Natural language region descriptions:
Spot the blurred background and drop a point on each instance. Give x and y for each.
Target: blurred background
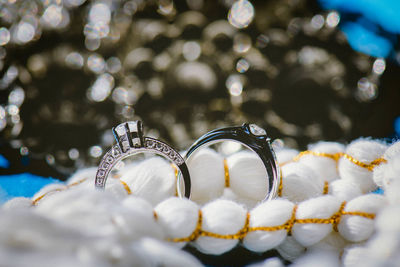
(305, 70)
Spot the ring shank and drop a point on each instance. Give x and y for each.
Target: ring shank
(115, 155)
(258, 145)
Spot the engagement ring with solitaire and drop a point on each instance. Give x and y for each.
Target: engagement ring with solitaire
(130, 141)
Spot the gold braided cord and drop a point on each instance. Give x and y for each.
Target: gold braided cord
(288, 226)
(336, 156)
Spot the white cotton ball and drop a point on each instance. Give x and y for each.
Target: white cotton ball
(268, 214)
(47, 192)
(325, 167)
(153, 179)
(365, 151)
(178, 217)
(117, 189)
(270, 262)
(344, 190)
(139, 217)
(222, 217)
(332, 242)
(317, 259)
(322, 208)
(358, 228)
(285, 155)
(82, 208)
(246, 202)
(26, 230)
(164, 254)
(392, 192)
(207, 175)
(88, 174)
(354, 256)
(290, 249)
(300, 182)
(17, 203)
(248, 176)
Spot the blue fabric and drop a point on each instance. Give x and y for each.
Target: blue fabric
(396, 125)
(4, 163)
(22, 185)
(371, 26)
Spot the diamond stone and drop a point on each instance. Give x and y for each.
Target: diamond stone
(120, 129)
(133, 126)
(257, 130)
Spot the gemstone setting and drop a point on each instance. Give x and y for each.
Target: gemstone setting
(257, 130)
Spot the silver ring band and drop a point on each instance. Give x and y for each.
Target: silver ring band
(130, 141)
(254, 138)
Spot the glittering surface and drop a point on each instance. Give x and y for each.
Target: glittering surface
(70, 70)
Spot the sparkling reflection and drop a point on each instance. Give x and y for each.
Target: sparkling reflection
(241, 14)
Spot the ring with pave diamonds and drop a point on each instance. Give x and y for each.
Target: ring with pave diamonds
(130, 141)
(254, 138)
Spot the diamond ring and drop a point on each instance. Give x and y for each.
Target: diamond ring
(254, 138)
(130, 141)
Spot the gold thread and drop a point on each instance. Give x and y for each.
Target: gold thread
(126, 187)
(226, 172)
(360, 213)
(336, 156)
(36, 200)
(326, 188)
(334, 220)
(289, 224)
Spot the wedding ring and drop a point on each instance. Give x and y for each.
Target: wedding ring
(130, 141)
(254, 138)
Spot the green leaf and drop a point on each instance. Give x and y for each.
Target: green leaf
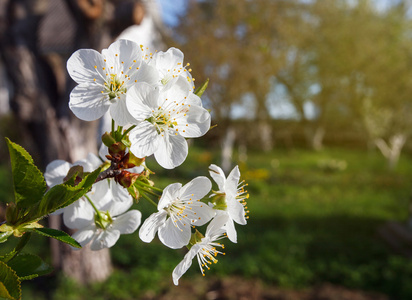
(5, 235)
(200, 90)
(29, 266)
(58, 235)
(61, 196)
(29, 184)
(10, 286)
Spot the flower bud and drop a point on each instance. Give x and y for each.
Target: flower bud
(107, 139)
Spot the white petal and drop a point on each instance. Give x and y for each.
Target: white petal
(56, 171)
(168, 60)
(120, 113)
(119, 192)
(105, 239)
(215, 228)
(170, 193)
(100, 194)
(178, 91)
(230, 230)
(78, 214)
(128, 222)
(144, 139)
(145, 74)
(84, 235)
(193, 99)
(195, 189)
(122, 54)
(185, 264)
(81, 66)
(236, 210)
(140, 100)
(172, 151)
(218, 176)
(116, 208)
(88, 103)
(200, 213)
(173, 236)
(151, 225)
(232, 181)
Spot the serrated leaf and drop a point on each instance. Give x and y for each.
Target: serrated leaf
(29, 266)
(58, 235)
(29, 183)
(62, 195)
(200, 90)
(5, 235)
(10, 284)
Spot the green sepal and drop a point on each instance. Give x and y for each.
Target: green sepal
(29, 266)
(5, 235)
(58, 235)
(60, 196)
(29, 183)
(200, 90)
(10, 285)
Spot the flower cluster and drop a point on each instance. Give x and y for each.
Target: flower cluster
(152, 99)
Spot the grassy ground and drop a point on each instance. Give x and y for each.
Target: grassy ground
(312, 221)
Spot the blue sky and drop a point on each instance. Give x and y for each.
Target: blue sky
(171, 10)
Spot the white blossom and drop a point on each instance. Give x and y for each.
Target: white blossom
(103, 80)
(167, 116)
(230, 199)
(205, 250)
(179, 208)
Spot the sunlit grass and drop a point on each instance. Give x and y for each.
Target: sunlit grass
(307, 225)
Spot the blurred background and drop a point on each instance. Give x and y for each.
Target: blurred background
(312, 99)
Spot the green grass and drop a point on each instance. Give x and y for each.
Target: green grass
(307, 225)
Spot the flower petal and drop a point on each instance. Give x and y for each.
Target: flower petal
(84, 235)
(170, 193)
(151, 225)
(185, 264)
(105, 239)
(56, 171)
(120, 114)
(218, 176)
(172, 151)
(128, 222)
(195, 189)
(173, 235)
(236, 210)
(88, 103)
(144, 139)
(196, 123)
(78, 214)
(140, 100)
(232, 182)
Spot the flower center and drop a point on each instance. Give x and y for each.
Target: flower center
(161, 120)
(206, 255)
(114, 86)
(176, 212)
(103, 220)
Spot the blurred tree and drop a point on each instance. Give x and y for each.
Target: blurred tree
(35, 41)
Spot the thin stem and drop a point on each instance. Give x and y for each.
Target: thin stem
(22, 242)
(149, 186)
(94, 207)
(148, 199)
(128, 130)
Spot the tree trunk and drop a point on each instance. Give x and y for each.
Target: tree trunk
(392, 151)
(40, 101)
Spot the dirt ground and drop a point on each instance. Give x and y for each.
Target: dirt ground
(242, 289)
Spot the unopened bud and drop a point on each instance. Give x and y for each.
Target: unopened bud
(107, 139)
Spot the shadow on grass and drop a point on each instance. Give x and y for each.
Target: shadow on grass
(299, 252)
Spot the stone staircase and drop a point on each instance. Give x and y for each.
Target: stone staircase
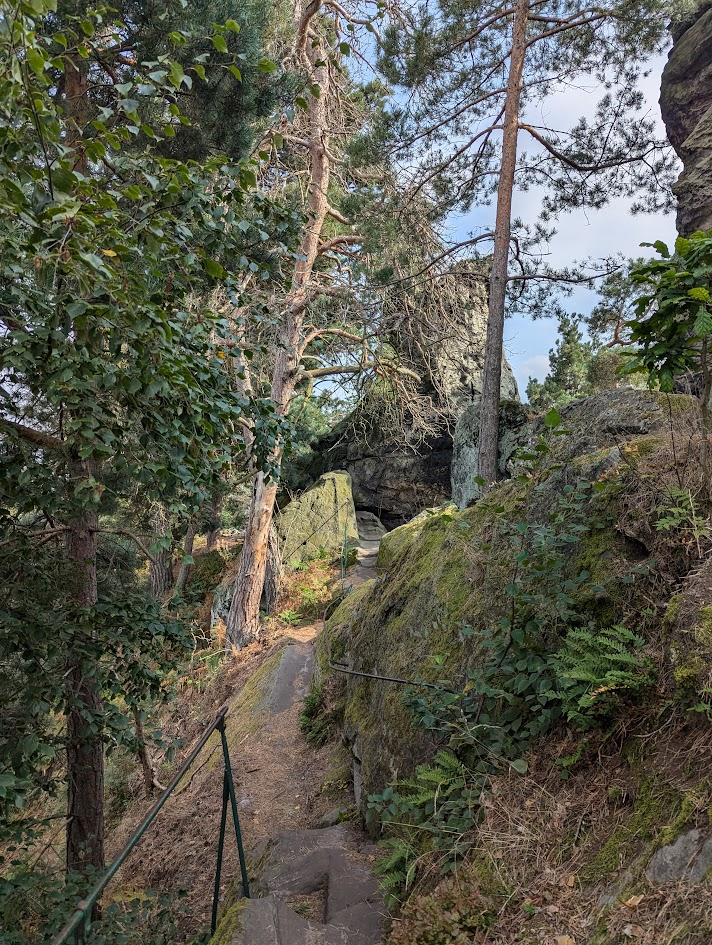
(313, 886)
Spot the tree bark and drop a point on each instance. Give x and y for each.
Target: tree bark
(243, 622)
(185, 567)
(491, 377)
(213, 535)
(160, 571)
(274, 571)
(150, 779)
(85, 749)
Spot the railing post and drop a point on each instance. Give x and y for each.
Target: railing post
(235, 817)
(218, 865)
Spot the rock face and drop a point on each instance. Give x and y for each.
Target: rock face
(513, 416)
(434, 577)
(321, 519)
(686, 105)
(592, 423)
(395, 480)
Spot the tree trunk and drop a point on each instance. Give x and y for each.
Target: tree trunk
(185, 567)
(160, 570)
(213, 534)
(150, 780)
(243, 622)
(491, 378)
(85, 749)
(274, 571)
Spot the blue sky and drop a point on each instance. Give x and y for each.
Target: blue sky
(580, 235)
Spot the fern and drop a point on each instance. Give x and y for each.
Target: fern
(430, 813)
(596, 669)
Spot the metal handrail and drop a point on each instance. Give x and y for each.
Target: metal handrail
(82, 916)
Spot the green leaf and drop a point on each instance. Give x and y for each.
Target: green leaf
(176, 74)
(36, 61)
(703, 322)
(213, 268)
(552, 419)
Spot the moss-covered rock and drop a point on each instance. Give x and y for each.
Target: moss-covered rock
(447, 570)
(321, 519)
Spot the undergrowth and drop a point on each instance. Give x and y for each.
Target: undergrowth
(545, 662)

> [Exercise]:
Return the entries unchanged, save for the pictures, which do not belong in the copy.

> [Response area]:
Spot the blurred background and drop a point on each instance. Give x and y for each.
Target: blurred background
(305, 70)
Spot the ring shank and drop a point on each instance. Give x and y for each.
Target: ring shank
(115, 155)
(258, 145)
Spot the engagement ring with solitaire and drop a point on each instance. Give x and y for each.
Target: engagement ring with solitaire
(130, 141)
Spot the gold braided cord and drop a point on each instance. Give x and y for each.
Target: gold braided cord
(288, 226)
(336, 156)
Spot the white cotton ball and drop a point on each instance. Give x and y for each.
Target: white cotton ball
(268, 214)
(47, 192)
(325, 167)
(153, 179)
(365, 151)
(178, 217)
(117, 189)
(270, 262)
(344, 190)
(139, 217)
(222, 217)
(332, 242)
(317, 259)
(322, 208)
(358, 228)
(285, 155)
(82, 208)
(246, 202)
(26, 230)
(164, 254)
(392, 192)
(207, 175)
(88, 174)
(354, 256)
(290, 249)
(300, 182)
(17, 203)
(248, 176)
Spot the blue fabric and drop a point on each instance. Give x and y for each.
Target: blue fabric
(396, 125)
(4, 163)
(22, 185)
(371, 26)
Spot the diamond stone and drop a point on each instance. Give x and y for each.
Target: diamond stone
(120, 129)
(133, 126)
(257, 130)
Spot the gemstone setting and drop a point on each instance. Give x and y for each.
Target: gemstone setting
(257, 130)
Spot the silver ring band and drop a point on each instance. Give x and y for each.
Target: silver ring band
(130, 141)
(254, 138)
Spot the glittering surface and drop a point on each instance. Give x and y for each.
Target: glittering surface
(70, 70)
Spot the sparkling reflection and drop a point on each instance. Give x and y for each.
Target: sparkling reflection
(241, 14)
Spot the ring with pave diamonds and drop a point on each instance. Give x and y for each.
Target: ring with pave diamonds
(130, 141)
(254, 138)
Spot the diamond ring and drop a point on each instance. Give x and y for each.
Target: diamond ring
(254, 138)
(130, 141)
Spot the gold thread and drop a point on each instance. Give x and y for each.
Target: gold thread
(126, 187)
(226, 172)
(360, 213)
(336, 156)
(36, 200)
(326, 188)
(334, 220)
(289, 224)
Spot the wedding ring and drop a point on each instance. Give x and y for each.
Target: wedding ring
(130, 141)
(254, 138)
Spot the green leaf and drop a point on each instance. Give x and y for each.
Target: green leaf
(5, 235)
(200, 90)
(29, 266)
(58, 235)
(61, 196)
(29, 184)
(10, 286)
Spot the flower bud and drop a point on each instance. Give x and y for each.
Target: flower bud
(107, 139)
Spot the white petal and drop a point on each instance. Give x and y for each.
Target: white petal
(56, 171)
(168, 60)
(120, 113)
(119, 192)
(105, 239)
(215, 228)
(170, 193)
(100, 194)
(178, 91)
(230, 230)
(78, 214)
(128, 222)
(144, 139)
(145, 74)
(84, 235)
(193, 99)
(195, 189)
(122, 54)
(185, 264)
(81, 66)
(236, 210)
(140, 100)
(172, 151)
(218, 176)
(116, 208)
(88, 103)
(200, 213)
(173, 236)
(151, 225)
(232, 181)
Spot the serrated leaf and drop a point on each instance. Give x and y for each.
Target: serrated leaf
(29, 266)
(58, 235)
(29, 183)
(62, 195)
(200, 90)
(5, 235)
(10, 284)
Spot the green sepal and drop a point on each instance. Give x and y for each.
Target: green sepal
(29, 266)
(5, 235)
(58, 235)
(60, 196)
(29, 183)
(200, 90)
(10, 285)
Spot the flower cluster and drop a point on each instance. Give x and y for each.
Target: flower cluster
(152, 99)
Spot the grassy ground and drop a point on each instance. Give x and y for each.
Target: grassy ground
(312, 221)
Spot the blue sky and drop a point on each instance. Give x and y for each.
Target: blue sky
(171, 10)
Spot the white blossom and drop a point on each instance. Give x and y for each.
Target: white blossom
(103, 80)
(167, 116)
(230, 199)
(205, 250)
(179, 208)
Spot the sunlit grass and drop a point on each instance. Give x and y for each.
Target: sunlit grass
(307, 225)
Spot the blurred background and drop a point on each instance. Give x and y for each.
Target: blurred background
(312, 99)
Spot the green grass and drop a point on each instance. Give x and y for each.
Target: green grass
(307, 225)
Spot the flower petal and drop a point on each instance. Give x and y for each.
Target: flower petal
(84, 235)
(170, 193)
(151, 225)
(185, 264)
(105, 239)
(56, 171)
(120, 114)
(218, 176)
(172, 151)
(128, 222)
(195, 189)
(173, 235)
(236, 210)
(88, 103)
(144, 139)
(196, 123)
(78, 214)
(140, 100)
(232, 182)
Spot the flower center and drop a point on each instance. Give x and y for each.
Target: flower center
(161, 120)
(206, 255)
(114, 86)
(176, 212)
(103, 220)
Spot the blurred tree and drop a point on each instance. Give x and y for each.
Target: blurred tree
(35, 41)
Spot the thin stem and drop a point on each instance. Give x and y for each.
Target: thin stem
(22, 242)
(149, 186)
(94, 207)
(148, 199)
(128, 130)
Spot the tree trunk and drop a point on each instance. Give x and y for each.
Target: tree trunk
(392, 151)
(40, 101)
Spot the dirt ground and drop a point on each instance. Give x and y for each.
Target: dirt ground
(242, 289)
Spot the unopened bud and drop a point on each instance. Give x and y for each.
Target: unopened bud
(107, 139)
Spot the shadow on grass and drop a point on each instance. Give x and y for each.
Target: shadow on grass
(299, 252)
Spot the stone staircase and drop a point on each instance. Give x and y for each.
Target: stone staircase
(313, 886)
Spot the tree bark and drop a point on each instance. Give x and y for each.
Target: tree bark
(243, 622)
(185, 567)
(491, 377)
(213, 535)
(160, 571)
(274, 571)
(150, 779)
(85, 749)
Spot the railing post and drop a point on each instance. Give x and y for each.
Target: railing post
(235, 817)
(218, 865)
Spot the rock face and drop a point on each instance. Give x and y for each.
Target: rock face
(513, 416)
(434, 577)
(321, 519)
(686, 105)
(592, 423)
(395, 480)
Spot the tree trunk and drop a point on each instance. Give x and y for each.
Target: tree trunk
(185, 567)
(160, 570)
(213, 534)
(150, 780)
(243, 622)
(491, 378)
(85, 749)
(274, 571)
Spot the blue sky and drop a point on each instance. Give x and y for each.
Target: blue sky
(580, 235)
Spot the fern and drop a point on each instance. Give x and y for each.
Target: fern
(430, 813)
(596, 669)
Spot the metal handrail and drop a point on each instance. Give x and y for each.
Target: metal handrail
(82, 916)
Spot the green leaf and drop a point on each instance. Give x and y for each.
Target: green leaf
(176, 74)
(36, 61)
(703, 322)
(213, 268)
(552, 419)
Spot the moss-covered rock and drop a point on each instance. Give x and y for each.
Target: moss-covered rock
(447, 570)
(321, 519)
Spot the undergrowth and drop a point on each instance. Give x and y for each.
Target: undergrowth
(545, 662)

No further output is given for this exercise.